▸ **Exercise objective**
Count the lines in the records below that contain the string "mounted". Matching is case-sensitive, and the reply is only the number.
— START Supplied data —
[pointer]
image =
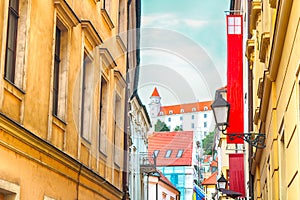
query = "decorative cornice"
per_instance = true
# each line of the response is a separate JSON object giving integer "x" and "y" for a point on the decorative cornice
{"x": 121, "y": 43}
{"x": 264, "y": 43}
{"x": 25, "y": 143}
{"x": 256, "y": 9}
{"x": 260, "y": 88}
{"x": 120, "y": 78}
{"x": 66, "y": 13}
{"x": 107, "y": 19}
{"x": 249, "y": 48}
{"x": 91, "y": 33}
{"x": 107, "y": 58}
{"x": 273, "y": 3}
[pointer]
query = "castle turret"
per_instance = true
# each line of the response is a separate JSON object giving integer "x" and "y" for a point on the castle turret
{"x": 154, "y": 104}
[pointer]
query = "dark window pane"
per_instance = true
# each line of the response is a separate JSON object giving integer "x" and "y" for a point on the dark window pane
{"x": 56, "y": 72}
{"x": 14, "y": 4}
{"x": 11, "y": 43}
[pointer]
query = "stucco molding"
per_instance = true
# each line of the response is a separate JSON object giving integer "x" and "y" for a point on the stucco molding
{"x": 121, "y": 43}
{"x": 26, "y": 144}
{"x": 65, "y": 13}
{"x": 264, "y": 44}
{"x": 256, "y": 10}
{"x": 107, "y": 58}
{"x": 91, "y": 33}
{"x": 107, "y": 19}
{"x": 120, "y": 79}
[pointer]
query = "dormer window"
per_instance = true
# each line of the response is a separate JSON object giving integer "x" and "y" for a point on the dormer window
{"x": 179, "y": 153}
{"x": 168, "y": 154}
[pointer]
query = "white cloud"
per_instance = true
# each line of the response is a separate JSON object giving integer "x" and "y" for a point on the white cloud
{"x": 171, "y": 20}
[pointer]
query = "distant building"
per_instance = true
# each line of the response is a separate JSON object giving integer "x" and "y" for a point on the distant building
{"x": 175, "y": 154}
{"x": 197, "y": 117}
{"x": 161, "y": 188}
{"x": 139, "y": 127}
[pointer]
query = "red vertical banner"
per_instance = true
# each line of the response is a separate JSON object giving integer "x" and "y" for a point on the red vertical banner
{"x": 236, "y": 173}
{"x": 235, "y": 77}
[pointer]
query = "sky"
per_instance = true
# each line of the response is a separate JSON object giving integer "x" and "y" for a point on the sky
{"x": 183, "y": 49}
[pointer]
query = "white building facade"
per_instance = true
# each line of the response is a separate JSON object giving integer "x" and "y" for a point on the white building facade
{"x": 197, "y": 117}
{"x": 139, "y": 125}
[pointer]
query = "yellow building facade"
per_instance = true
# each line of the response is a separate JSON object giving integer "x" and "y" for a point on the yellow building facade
{"x": 62, "y": 99}
{"x": 274, "y": 62}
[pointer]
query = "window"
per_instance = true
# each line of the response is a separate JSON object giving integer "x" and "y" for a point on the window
{"x": 164, "y": 196}
{"x": 103, "y": 115}
{"x": 168, "y": 154}
{"x": 86, "y": 101}
{"x": 56, "y": 71}
{"x": 179, "y": 153}
{"x": 234, "y": 25}
{"x": 11, "y": 43}
{"x": 122, "y": 17}
{"x": 117, "y": 129}
{"x": 61, "y": 51}
{"x": 156, "y": 152}
{"x": 9, "y": 190}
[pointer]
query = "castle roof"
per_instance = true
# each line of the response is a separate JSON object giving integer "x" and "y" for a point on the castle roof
{"x": 185, "y": 108}
{"x": 212, "y": 180}
{"x": 155, "y": 93}
{"x": 174, "y": 148}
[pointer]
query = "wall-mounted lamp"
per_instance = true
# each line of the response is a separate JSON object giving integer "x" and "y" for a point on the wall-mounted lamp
{"x": 221, "y": 110}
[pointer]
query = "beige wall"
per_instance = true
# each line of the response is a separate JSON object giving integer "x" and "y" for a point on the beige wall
{"x": 274, "y": 58}
{"x": 45, "y": 154}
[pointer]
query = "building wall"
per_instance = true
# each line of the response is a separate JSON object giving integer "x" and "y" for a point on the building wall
{"x": 161, "y": 189}
{"x": 138, "y": 149}
{"x": 274, "y": 57}
{"x": 65, "y": 151}
{"x": 182, "y": 177}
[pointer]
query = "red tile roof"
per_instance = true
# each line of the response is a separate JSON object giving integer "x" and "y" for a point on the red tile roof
{"x": 166, "y": 181}
{"x": 214, "y": 163}
{"x": 174, "y": 141}
{"x": 155, "y": 93}
{"x": 212, "y": 180}
{"x": 207, "y": 159}
{"x": 185, "y": 108}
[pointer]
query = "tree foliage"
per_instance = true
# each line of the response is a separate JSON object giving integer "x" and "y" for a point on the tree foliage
{"x": 161, "y": 126}
{"x": 207, "y": 143}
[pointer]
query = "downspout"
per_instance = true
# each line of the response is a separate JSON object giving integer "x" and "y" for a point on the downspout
{"x": 125, "y": 167}
{"x": 250, "y": 110}
{"x": 78, "y": 182}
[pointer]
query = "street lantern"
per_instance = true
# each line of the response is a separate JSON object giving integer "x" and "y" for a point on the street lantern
{"x": 154, "y": 156}
{"x": 222, "y": 182}
{"x": 221, "y": 109}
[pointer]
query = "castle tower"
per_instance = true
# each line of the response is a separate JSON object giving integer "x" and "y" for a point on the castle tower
{"x": 154, "y": 104}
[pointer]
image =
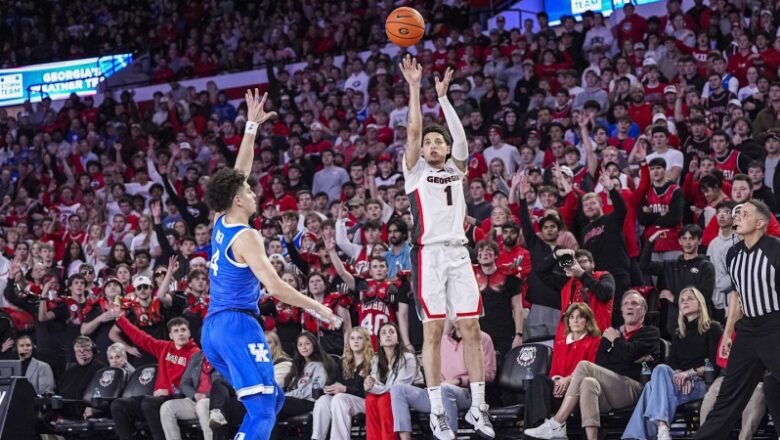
— END Supplied data —
▸ **Task result**
2